___ Extract provided ___

Posts Tagged With: Tokyo

TBT: Tokyo Sumo

Joining the “Throwback Thursday” bandwagon, I decided it’s finally time for me to make good on my promised Sumo blog post.

This takes us back to our winter vacation in January 2013, when Olivia and I spent several days in Tokyo, Japan.  On our last day there, we got up early at 5 am (isn’t vacation for sleeping in?!) and waited in line in freezing weather (our Texas blood isn’t used to Japan’s winters) for 2 hours, and got tickets to see Sumo wrestling!
If you follow the professional Sumo circuit, you’ll know that these tournaments take place twice a year in seven different areas in Japan, each one lasting two weeks before moving to the next place.  It just so happened that the last day of our trip coincided with the last day of the tournament in Tokyo, and we were lucky enough to get tickets!  (Nosebleed seats only sell the day of the tournament, while the better seats sell our early and have high prices).
It was a day of fun and learning, experiencing the history and culture that has created modern-day Sumo.  The rules seem simple:  the object is to either knock your opponent down or push them out of the ring (only your feet can touch the floor or you are considered “down”).  However, there is much more to this sport.
The Opening
There’s more to the opening than just fat men parading around in cloth diapers (not every wrestler is fat!).  Each wrestler has a fancy half-dress thing that I’ll just call an “apron.”  These aprons have different colors and a “coat-of-arms,” which is different for each man.  Want one of your own?  Be ready to throw down at least $20,000 USD!  The men all enter the ring, circle it, and each throws salt into the ring.  This is to ward off bad spirits who might cause injuries.  (There’s a lot of salt throwing in Sumo.)  Some words are said, things happen, and then the dohyo (think: wrestling ring) is cleared.

___ Record excerpts ___

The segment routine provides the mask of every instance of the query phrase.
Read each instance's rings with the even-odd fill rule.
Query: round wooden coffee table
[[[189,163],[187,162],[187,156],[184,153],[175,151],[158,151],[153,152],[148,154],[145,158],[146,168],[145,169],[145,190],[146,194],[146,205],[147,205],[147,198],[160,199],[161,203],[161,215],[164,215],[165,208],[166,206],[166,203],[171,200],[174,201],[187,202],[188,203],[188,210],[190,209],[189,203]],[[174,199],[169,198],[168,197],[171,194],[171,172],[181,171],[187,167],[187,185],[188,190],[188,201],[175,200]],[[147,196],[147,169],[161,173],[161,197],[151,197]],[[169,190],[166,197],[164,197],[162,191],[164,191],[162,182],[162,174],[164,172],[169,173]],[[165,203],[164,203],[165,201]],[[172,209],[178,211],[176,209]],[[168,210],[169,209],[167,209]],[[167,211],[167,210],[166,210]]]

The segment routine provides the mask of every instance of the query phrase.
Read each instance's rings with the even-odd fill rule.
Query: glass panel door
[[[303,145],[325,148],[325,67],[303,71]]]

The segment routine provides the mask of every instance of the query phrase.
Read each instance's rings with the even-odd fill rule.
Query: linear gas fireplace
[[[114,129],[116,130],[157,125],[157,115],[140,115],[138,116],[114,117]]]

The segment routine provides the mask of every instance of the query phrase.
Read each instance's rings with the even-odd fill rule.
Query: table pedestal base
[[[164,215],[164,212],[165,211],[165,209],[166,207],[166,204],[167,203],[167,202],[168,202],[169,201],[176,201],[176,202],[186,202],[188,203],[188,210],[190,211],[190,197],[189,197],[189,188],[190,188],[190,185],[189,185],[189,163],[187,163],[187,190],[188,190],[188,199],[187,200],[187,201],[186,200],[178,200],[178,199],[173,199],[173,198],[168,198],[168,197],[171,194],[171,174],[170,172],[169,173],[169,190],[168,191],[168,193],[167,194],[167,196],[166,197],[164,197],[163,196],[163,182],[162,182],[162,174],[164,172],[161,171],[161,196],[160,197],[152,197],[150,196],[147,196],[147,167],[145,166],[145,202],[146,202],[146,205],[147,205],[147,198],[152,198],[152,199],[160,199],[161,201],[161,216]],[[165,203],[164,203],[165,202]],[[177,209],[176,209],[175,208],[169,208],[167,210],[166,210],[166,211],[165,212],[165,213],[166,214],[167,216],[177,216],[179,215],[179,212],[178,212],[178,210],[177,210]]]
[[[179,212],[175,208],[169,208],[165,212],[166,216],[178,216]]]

___
___ Record excerpts ___

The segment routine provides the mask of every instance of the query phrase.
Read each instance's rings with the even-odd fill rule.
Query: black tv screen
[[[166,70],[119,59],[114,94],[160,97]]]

___

Task to carry out: Write the next part of the blog post about watching sumo in Tokyo, starting right after the sentence that ends "the dohyo (think: wrestling ring) is cleared."

Task output:
Fun Fact: The wrestling ring is made of a certain kind of clay and weighs several tons!
Another Fun Fact: Olivia says I should let other people decide whether my facts are fun or not.
The Fight
In a single day of the tournament, each wrestler will face a total of one opponent in one match.  One might think that this would make the tournament go fairly quickly.  If you think that, you’re wrong.  First the opponents enter the ring and throw some salt.  This is not only to ward off bad spirits but is also a form of intimidation!  (“Eat my salt!”) It can be quite interesting to see the many and varied styles with which one can throw salt into the air and on the ground.  The salt throwing also includes the famous  stomping of the feet.  Then the opponents enter the ring and squat facing each other, staring into each other’s eyes.  The referee signals the start of the match, and the wrestlers…stay still.  You see, each wrestler waits until he is fully ready, mentally and physically one, before going at his opponent.  However, if one starts before the other, the match is restarted.  Apparently, these waiting periods and false starts could combine to make a single match last several hours.  Thankfully, they now have a time limit of three minutes before they must start the match.
Finally, the wrestlers clash together, and the tussle begins.  Some use strategies of pulling their opponents down to the ground or throwing them off balance, while others rely on their girth to push their opponents out of the ring.  Strategically, the wrestler with more girth has a forceful advantage, but what they gain in girth, they lose in stamina and agility!
The Closing Ceremony
Finally, after an afternoon of fun watching the best Sumo wrestlers in Japan, we see the closing ceremony.  Like the rest of the sport, this comes from a line of tradition and involves spinning and twirling a long rope in a specific series of moves.  This rope dance is performed by the tournament champion, and then the wrestlers file out of the stadium.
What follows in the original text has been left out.